> Selected extract:
::::

This introductory article is being written just over 30 years after the original Flynn Effect article was published in Flynn [18
]. Enough exploratory research has been conducted (some, as noted, under the guise of confirmatory research) that we are now in a strong position to develop and test plausible explanatory models, confirmatory efforts that emerge naturally from past exploratory work. One additional component is required.
Methodological issues associated with the study of the Flynn Effect have been relatively ignored for the past 30 years. In the exciting rush to propose the ultimate explanation, few researchers have given much thought to the methodological challenges involved in even specifying the Flynn Effect, much less investigating it. My paper critical of Flynn Effect work at that time [3
] was particularly focused on methodological weaknesses in past Flynn Effect work. Though early theoretical suggestions were insightful, few methodological innovations existed that shed light on the patterns. As Tukey both promoted and illustrated, methodological approaches to exploratory work are at the foundational level of scientific progress in relatively immature areas of scientific development. What do I mean by methodology?
In regards the Flynn Effect, methodological advances are ones that use innovative designs or analytic efforts to shed light—either from an exploratory or confirmatory perspective—on patterns that were otherwise obscure. Several domains of methodology are relevant. One involves the methodology of family studies. In most past research, family studies scholars have often conflated within- and between-family variance. The result is a quagmire of often confusing and sometimes fully incorrect findings. As one example, I published a recent paper showing that past birth order researchers have consistently interpreted what were almost certainly Flynn Effect patterns as birth order patterns, exactly because of the conflation of within- and between-family variance [23
]. As another example, Sundet et al.
] showed that changes in fertility and family composition patterns provide a coherent explanatory system to help explain the Flynn Effect. A second methodological domain involves the application of time series analysis and growth curve modeling. Few Flynn Effect studies have used such analytic methods, though they are perfectly designed for many collected Flynn Effect datasets (see [26
] for an example of a growth curve modeling exercise). More broadly, new statistical/methodological advances have seldom been found in past Flynn Effect research. Recent studies have become markedly more sophisticated, however (see, for example, [27
]). Another exception is provided by two recent meta-analyses, published as this essay was being written (more on those meta-analytic results later in this essay).
The dearth of sophisticated and innovated methodology, combined with an invitation for me to be guest-editor of a special issue of the Journal of Intelligence on the Flynn Effect, resulted in a call-for-papers from Flynn Effect researchers to contribute a paper on methodological advances in studying the Flynn Effect (with the term “methodological” broadly construed). The result is the four papers published in this special issue. In each case, sophisticated methodological thinking is combined with a strong focus on explaining the Flynn Effect. I will briefly review those in a later section.
4. Doing Flynn Effect Research in the Future
The implications of the historical review of past Flynn Effect research, couched within a scientific epistemology, are perhaps obvious; I will, nevertheless, make those explicit. First, Flynn Effect researchers in the future need to be quite clear as to their intentions. Is your Flynn Effect paper designed to uncover new patterns, to submit inductively to the ultimate development of future explanatory systems—in the Tukey [1
] sense, exploratory research? Or does your research contain a model, an explanatory system, or even a presumed (but unconfirmed) belief about how the Flynn Effect works—in the Tukey sense, confirmatory research? Being purposive about both efforts will move the research arena forward rapidly.

::::

> Dataset:
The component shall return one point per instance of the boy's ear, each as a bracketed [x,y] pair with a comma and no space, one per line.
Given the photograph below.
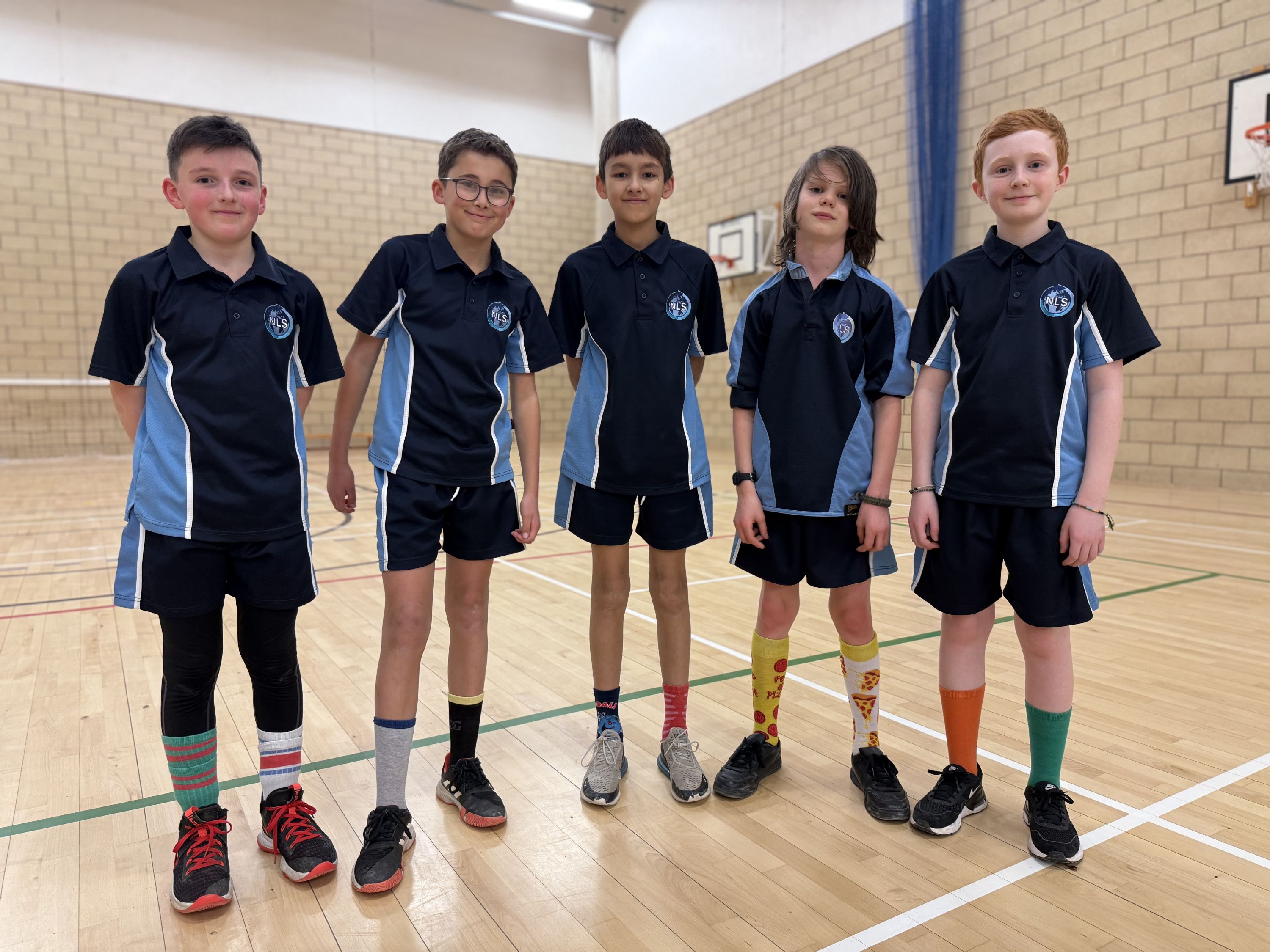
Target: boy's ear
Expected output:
[169,192]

::::

> Instructions for the task:
Reproduce the Flynn Effect text above from "4. Doing Flynn" up to and including "arena forward rapidly.".

> Answer for the task:
4. Doing Flynn Effect Research in the Future
The implications of the historical review of past Flynn Effect research, couched within a scientific epistemology, are perhaps obvious; I will, nevertheless, make those explicit. First, Flynn Effect researchers in the future need to be quite clear as to their intentions. Is your Flynn Effect paper designed to uncover new patterns, to submit inductively to the ultimate development of future explanatory systems—in the Tukey [1
] sense, exploratory research? Or does your research contain a model, an explanatory system, or even a presumed (but unconfirmed) belief about how the Flynn Effect works—in the Tukey sense, confirmatory research? Being purposive about both efforts will move the research arena forward rapidly.